START Data provided

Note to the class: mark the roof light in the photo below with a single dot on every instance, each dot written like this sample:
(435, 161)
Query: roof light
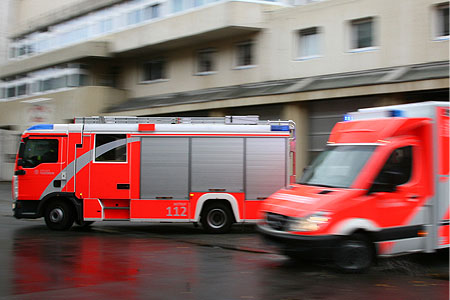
(41, 127)
(347, 118)
(397, 113)
(279, 127)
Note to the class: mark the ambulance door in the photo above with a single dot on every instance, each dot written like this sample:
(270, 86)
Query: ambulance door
(400, 190)
(109, 169)
(39, 166)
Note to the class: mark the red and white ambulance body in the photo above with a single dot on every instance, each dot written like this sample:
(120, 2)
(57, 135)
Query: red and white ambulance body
(380, 187)
(210, 170)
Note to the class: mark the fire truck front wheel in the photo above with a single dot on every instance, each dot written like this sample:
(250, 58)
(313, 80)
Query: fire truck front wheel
(216, 218)
(59, 215)
(354, 254)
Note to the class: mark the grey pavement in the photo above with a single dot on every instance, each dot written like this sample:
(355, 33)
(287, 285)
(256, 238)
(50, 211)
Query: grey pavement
(242, 238)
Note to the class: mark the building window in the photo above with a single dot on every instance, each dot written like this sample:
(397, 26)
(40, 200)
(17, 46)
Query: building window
(153, 70)
(244, 54)
(442, 21)
(362, 33)
(205, 61)
(152, 11)
(309, 42)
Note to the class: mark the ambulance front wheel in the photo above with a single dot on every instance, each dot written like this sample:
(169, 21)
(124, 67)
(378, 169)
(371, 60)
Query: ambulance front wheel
(217, 218)
(354, 254)
(59, 215)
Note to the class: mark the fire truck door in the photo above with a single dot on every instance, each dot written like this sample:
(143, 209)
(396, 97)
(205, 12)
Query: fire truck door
(109, 170)
(40, 164)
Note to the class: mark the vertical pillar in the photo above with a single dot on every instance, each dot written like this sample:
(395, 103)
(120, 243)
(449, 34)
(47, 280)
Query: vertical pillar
(298, 113)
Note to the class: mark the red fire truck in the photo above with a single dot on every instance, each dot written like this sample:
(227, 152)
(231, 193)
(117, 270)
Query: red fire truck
(215, 171)
(381, 187)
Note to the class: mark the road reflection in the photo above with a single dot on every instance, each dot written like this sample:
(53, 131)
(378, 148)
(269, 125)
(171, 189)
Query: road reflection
(77, 264)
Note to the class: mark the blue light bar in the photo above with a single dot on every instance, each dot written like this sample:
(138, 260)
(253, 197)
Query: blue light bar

END Data provided

== Given exercise ==
Reproduce the data unchanged, beginning at the line that contains "Note to the class: mark the red fire" and continuing through the last line of the data, with both of those lines included.

== Solution ==
Note to the class: mark the red fire truck in the photo above with a single dot on every instance, each dot written like this sample:
(227, 152)
(231, 193)
(117, 270)
Query: red fire truck
(215, 171)
(381, 187)
Note to the class: mark the road reflection in the photo above with a single dot on every instance, each dot written like this sample:
(53, 131)
(378, 148)
(269, 125)
(171, 189)
Query: road reflection
(77, 264)
Note to the class: mark the blue light bar in the photo above with a single dot on every instance, each dot written like this sample:
(138, 260)
(253, 197)
Query: blue light bar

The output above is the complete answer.